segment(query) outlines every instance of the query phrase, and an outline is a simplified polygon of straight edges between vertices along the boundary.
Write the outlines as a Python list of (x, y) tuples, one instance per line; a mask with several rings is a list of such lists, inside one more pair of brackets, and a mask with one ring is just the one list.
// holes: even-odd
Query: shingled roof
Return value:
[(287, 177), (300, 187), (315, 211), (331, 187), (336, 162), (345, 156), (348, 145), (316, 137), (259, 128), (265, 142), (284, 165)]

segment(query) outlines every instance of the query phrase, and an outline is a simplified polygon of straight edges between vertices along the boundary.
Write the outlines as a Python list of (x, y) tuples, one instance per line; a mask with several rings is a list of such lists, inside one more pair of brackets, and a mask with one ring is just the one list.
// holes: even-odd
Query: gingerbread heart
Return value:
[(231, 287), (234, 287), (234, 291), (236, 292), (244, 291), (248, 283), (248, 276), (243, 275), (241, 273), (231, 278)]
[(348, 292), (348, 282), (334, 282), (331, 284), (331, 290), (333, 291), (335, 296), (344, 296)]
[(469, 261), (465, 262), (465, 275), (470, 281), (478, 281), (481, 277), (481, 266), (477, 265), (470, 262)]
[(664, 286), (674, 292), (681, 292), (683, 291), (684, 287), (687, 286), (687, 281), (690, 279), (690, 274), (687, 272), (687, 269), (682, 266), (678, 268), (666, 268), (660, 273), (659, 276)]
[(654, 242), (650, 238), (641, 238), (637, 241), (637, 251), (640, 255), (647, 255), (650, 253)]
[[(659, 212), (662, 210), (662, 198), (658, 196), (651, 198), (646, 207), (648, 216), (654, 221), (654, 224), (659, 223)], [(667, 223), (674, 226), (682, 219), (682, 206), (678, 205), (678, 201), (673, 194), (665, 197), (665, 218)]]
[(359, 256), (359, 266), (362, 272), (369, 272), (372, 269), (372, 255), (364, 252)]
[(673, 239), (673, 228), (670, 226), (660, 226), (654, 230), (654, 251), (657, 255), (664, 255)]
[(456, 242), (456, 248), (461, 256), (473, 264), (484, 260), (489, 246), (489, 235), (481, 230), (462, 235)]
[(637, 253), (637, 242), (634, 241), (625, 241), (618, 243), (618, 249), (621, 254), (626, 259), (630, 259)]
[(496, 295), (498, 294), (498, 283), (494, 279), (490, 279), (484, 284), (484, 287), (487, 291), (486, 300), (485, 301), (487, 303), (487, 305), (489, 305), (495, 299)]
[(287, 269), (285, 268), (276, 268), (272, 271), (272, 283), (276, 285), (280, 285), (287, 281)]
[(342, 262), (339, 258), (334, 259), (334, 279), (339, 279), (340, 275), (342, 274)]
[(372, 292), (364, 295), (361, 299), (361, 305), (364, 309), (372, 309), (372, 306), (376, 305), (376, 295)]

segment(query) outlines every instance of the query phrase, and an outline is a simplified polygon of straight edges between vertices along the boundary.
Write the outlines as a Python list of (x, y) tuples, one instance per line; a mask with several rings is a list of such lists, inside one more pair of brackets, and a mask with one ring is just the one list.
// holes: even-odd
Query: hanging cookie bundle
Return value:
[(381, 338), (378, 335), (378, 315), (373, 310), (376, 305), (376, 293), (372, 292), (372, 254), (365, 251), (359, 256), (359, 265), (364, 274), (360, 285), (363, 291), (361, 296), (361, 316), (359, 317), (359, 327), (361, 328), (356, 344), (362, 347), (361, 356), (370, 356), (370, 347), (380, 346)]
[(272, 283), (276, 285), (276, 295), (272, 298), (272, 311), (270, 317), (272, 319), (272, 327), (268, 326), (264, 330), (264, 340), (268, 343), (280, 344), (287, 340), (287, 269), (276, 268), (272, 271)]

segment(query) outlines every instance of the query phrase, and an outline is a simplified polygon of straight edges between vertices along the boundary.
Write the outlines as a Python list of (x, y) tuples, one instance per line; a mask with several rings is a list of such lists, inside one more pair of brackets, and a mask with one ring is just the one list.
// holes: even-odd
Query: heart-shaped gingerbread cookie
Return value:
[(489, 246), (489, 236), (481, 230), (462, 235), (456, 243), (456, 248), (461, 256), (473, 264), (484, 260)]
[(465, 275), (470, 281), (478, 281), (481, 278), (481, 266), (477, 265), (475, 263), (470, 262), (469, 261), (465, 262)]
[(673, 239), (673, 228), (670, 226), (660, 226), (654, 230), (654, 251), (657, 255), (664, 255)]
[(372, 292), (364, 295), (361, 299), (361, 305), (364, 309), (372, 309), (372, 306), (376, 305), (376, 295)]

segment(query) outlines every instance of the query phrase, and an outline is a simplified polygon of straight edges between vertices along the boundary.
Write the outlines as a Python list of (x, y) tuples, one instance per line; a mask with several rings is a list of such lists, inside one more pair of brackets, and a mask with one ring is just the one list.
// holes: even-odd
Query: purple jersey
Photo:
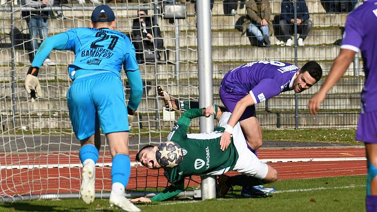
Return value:
[(349, 15), (340, 48), (361, 51), (365, 72), (361, 112), (377, 110), (377, 0), (364, 1)]
[(228, 93), (243, 96), (250, 93), (256, 104), (292, 90), (298, 69), (290, 63), (272, 60), (246, 63), (229, 71), (221, 81), (221, 87)]

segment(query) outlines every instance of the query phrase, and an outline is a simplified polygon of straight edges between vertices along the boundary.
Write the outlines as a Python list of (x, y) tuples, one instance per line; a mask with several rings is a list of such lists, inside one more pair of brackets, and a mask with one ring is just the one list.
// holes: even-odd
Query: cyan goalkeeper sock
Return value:
[(131, 172), (130, 162), (130, 157), (127, 155), (117, 154), (112, 158), (112, 184), (120, 183), (125, 188), (127, 186)]
[(266, 184), (262, 180), (242, 174), (229, 177), (226, 183), (228, 186), (239, 186), (242, 187), (259, 186)]
[(94, 145), (86, 144), (80, 149), (79, 156), (80, 157), (80, 161), (82, 163), (82, 165), (85, 166), (91, 163), (90, 160), (92, 160), (95, 164), (98, 160), (99, 153), (98, 150)]

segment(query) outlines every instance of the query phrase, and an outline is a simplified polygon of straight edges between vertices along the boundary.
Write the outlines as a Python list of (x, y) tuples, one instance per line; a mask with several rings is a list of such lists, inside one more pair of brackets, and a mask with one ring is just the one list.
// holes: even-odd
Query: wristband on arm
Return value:
[(214, 117), (214, 119), (216, 119), (216, 117), (217, 116), (218, 107), (216, 104), (214, 104), (214, 107), (215, 108), (215, 116)]
[(39, 71), (39, 68), (37, 67), (30, 66), (29, 67), (29, 70), (27, 71), (27, 75), (30, 74), (34, 77), (38, 76), (38, 72)]

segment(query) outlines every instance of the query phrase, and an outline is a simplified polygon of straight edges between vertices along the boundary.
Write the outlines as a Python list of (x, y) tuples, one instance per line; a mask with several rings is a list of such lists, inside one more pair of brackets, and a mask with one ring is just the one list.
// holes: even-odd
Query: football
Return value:
[(174, 168), (183, 159), (182, 148), (179, 144), (172, 141), (162, 144), (156, 152), (156, 159), (163, 168)]

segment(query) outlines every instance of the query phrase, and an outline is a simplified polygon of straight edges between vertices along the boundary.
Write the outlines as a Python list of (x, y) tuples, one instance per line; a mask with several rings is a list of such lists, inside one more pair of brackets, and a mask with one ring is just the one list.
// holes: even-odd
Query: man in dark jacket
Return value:
[(269, 47), (269, 35), (272, 29), (269, 20), (271, 13), (269, 2), (268, 0), (248, 0), (246, 3), (246, 11), (247, 18), (251, 21), (246, 28), (248, 34), (256, 37), (258, 46), (263, 47), (264, 43), (266, 47)]
[[(281, 33), (282, 41), (285, 45), (292, 45), (291, 35), (294, 32), (295, 23), (294, 0), (283, 0), (281, 2), (281, 14), (280, 14)], [(300, 36), (297, 40), (298, 46), (303, 46), (303, 40), (308, 36), (313, 23), (309, 20), (309, 10), (304, 0), (297, 0), (297, 32)]]
[[(29, 8), (30, 11), (23, 11), (23, 17), (26, 18), (27, 27), (31, 40), (30, 46), (33, 54), (39, 48), (39, 40), (41, 41), (47, 38), (49, 32), (49, 18), (50, 12), (42, 10), (31, 10), (31, 8), (42, 9), (53, 5), (53, 0), (25, 0), (23, 1), (25, 7)], [(38, 39), (39, 38), (39, 39)], [(32, 58), (34, 58), (33, 56)], [(54, 65), (55, 63), (50, 59), (48, 56), (46, 58), (43, 64), (45, 65)]]
[[(133, 43), (136, 52), (136, 59), (140, 60), (143, 50), (161, 50), (163, 47), (161, 31), (158, 26), (153, 26), (153, 19), (148, 15), (147, 10), (139, 10), (138, 18), (134, 19), (132, 24)], [(157, 33), (155, 34), (155, 27)], [(159, 58), (160, 55), (158, 55)]]

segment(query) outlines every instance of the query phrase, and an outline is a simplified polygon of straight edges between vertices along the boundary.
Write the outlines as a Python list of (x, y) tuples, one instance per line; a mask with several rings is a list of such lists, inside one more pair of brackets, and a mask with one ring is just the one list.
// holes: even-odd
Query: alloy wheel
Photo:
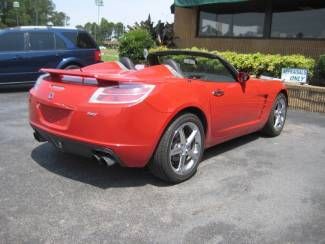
◆ ◆ ◆ ◆ ◆
**Task**: Count the lines in the data above that contain the word "cookie" and give only that number.

**Response for this exercise**: 2